-------- Text --------

# Interpretable Machine Learning
## Exercise Sheet: 9
## This exercise sheet covers chapters 10.1 and 10.2 from the IML book by Christoph Molnar
Kristin Blesch (blesch@leibniz-bips.de)<br>
Niklas Koenen (koenen@leibniz-bips.de)
<hr style="border:1.5px solid gray"> </hr>

# 1) Learned Features

## a) Feature Visualization

**I)** Describe the Feature Visualization method and formulate this method as an optimization problem for a single neuron, a channel, and the entire layer. Which approaches are available for solving this optimization problem?

**Solution:**

**II)** Consider the following neural network with two layers for a classification problem with two classes and input $x \in \mathbb{R}^2$:
$$\text{model}(x) = \text{softmax}\Big( W_2 \cdot \text{ReLU}\big(W_1 \cdot x + b_1 \big) + b_2 \Big)$$

In [None]:
import torch
import numpy as np
import matplotlib.pyplot as plt

# Define model weights and bias
W1 = torch.tensor(
    (( 0.5006,  0.2231),
     (-0.8746, -1.0410),
     ( 0.1379,  0.0027),
     ( 0.0556, -0.3049)))
b1 = torch.tensor((0.5872, 0.9070, -0.6963, 0.2474))

W2 = torch.tensor(
    (( 0.9417, -0.5311, -0.1064, -0.4385),
     (-0.5608,  0.3371, -0.0343, -0.2047)))
b2 = torch.tensor((0.1320, 0.1329))

# Define model
def model(x):
  # First layer
  x = torch.matmul(x, W1.t()) + b1
  x = torch.relu(x)

  # Second layer
  x = torch.matmul(x, W2.t()) + b2
  x = torch.softmax(x, dim = 1)
  
  return x

# Create a n x n grid and the coordinates for the contour plot
n = 100
x, y = np.meshgrid(np.linspace(-10,10,n),np.linspace(-10,10,n))
coords = np.stack((x.reshape(-1), y.reshape(-1)), axis = 1)
coords_torch = torch.tensor(coords, dtype = torch.float)

Instead of optimizing a unit for only one input, we now create a contour plot ([`matplotlib.pyplot.contourf`](https://matplotlib.org/stable/api/_as_gen/matplotlib.pyplot.contourf.html#matplotlib-pyplot-contourf)) to see the activation for all possible inputs from $\mathbb{R}^2$ (this is only possible in this case because the input space is 2-dimensional).

--------

- Set task A
Repeat the exercise sheet starting at "b1 = torch.tensor((0.5872, 0.9070, -0.6963, 0.2474))" and ending at "0.3371, -0.0343, -0.2047)))", but change "W2" to "W_out".
- Set task B
Which chapters of the IML book does the exercise sheet cover?

-------- Data extract --------

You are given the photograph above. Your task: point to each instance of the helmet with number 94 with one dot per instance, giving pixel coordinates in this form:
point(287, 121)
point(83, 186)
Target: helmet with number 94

--------

- Result A
b1 = torch.tensor((0.5872, 0.9070, -0.6963, 0.2474))

W_out = torch.tensor(
    (( 0.9417, -0.5311, -0.1064, -0.4385),
     (-0.5608,  0.3371, -0.0343, -0.2047)))

- Result B
Chapters 10.1 and 10.2.